[Given records start]

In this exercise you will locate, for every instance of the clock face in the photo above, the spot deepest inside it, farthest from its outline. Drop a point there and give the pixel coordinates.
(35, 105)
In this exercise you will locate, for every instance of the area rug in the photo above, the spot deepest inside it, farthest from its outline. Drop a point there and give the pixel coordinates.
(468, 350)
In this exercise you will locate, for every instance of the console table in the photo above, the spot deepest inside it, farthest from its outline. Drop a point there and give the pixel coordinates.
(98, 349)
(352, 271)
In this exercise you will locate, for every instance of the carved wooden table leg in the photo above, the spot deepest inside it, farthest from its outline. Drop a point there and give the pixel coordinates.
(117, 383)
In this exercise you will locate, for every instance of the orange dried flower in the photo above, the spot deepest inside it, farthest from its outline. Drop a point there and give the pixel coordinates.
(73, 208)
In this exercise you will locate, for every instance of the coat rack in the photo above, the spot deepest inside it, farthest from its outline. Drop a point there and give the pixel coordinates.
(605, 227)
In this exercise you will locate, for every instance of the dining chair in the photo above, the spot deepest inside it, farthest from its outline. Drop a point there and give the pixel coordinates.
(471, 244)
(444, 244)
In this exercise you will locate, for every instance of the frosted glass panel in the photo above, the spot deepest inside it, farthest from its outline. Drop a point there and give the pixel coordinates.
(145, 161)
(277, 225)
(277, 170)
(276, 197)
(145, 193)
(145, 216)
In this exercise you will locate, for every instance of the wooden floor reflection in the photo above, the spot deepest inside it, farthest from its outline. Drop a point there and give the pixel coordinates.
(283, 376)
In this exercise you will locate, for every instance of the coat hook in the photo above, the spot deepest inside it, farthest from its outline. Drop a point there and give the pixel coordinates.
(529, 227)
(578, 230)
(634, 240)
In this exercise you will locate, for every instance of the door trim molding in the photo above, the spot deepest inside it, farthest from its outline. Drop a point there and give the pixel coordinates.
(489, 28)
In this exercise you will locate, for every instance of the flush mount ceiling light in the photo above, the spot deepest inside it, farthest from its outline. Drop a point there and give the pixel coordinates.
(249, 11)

[Given records end]

Required task: Every line from the one containing "the coat rack" through the last line must be copied exactly; leave out the rest.

Complete response:
In this exercise you will locate, for every instance of the coat rack in the photo above, the spot deepest inside it, farthest from its outline. Drop a point there and give the pixel coordinates.
(605, 227)
In this exercise you will locate, for every instance of the dining chair in the photo above, the spot deepest inside it, farthest from its outline. Drop a point there and give the pixel coordinates.
(471, 244)
(444, 244)
In this exercise you will locate, for every instance of the frosted glass panel in the photo above, the spot deepest inside it, farthest from its outline. Drop a point there and give the pixel coordinates.
(145, 161)
(277, 225)
(277, 170)
(276, 197)
(145, 193)
(145, 216)
In this exercise you will locate, for every instance of the wooden floor reflection in the photo above, the spot deepest inside it, farthest from its outline. Drop a point there and give the pixel coordinates.
(283, 376)
In this exercise you will locate, for every instance of the coat hook in the photo above, the spot deepest inside it, farthest from its outline. Drop a point there and give the pixel coordinates.
(529, 227)
(578, 230)
(634, 240)
In this exercise you will locate, for every instance of the door trim molding in the photo above, the spot deepest inside it, farthest from its outline. Drop a point there and give the pixel coordinates.
(489, 28)
In this exercise you will locate, for every instance of the flush mount ceiling light in the photo above, the spot deepest inside it, farthest from its outline. Drop a point there and give the pixel coordinates.
(249, 11)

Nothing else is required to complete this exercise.